%%

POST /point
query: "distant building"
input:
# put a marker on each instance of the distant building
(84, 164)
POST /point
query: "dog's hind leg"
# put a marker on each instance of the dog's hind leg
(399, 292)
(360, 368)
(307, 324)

%%

EXERCISE GOAL - Reproduce every one of the rows above, line for line and unchanged.

CORRECT RESULT -
POST /point
query: "distant building"
input:
# put a marker on each instance of the distant building
(84, 164)
POST /point
query: "dog's hind leg"
# put a marker on each instance of the dog's hind leg
(399, 292)
(360, 368)
(307, 324)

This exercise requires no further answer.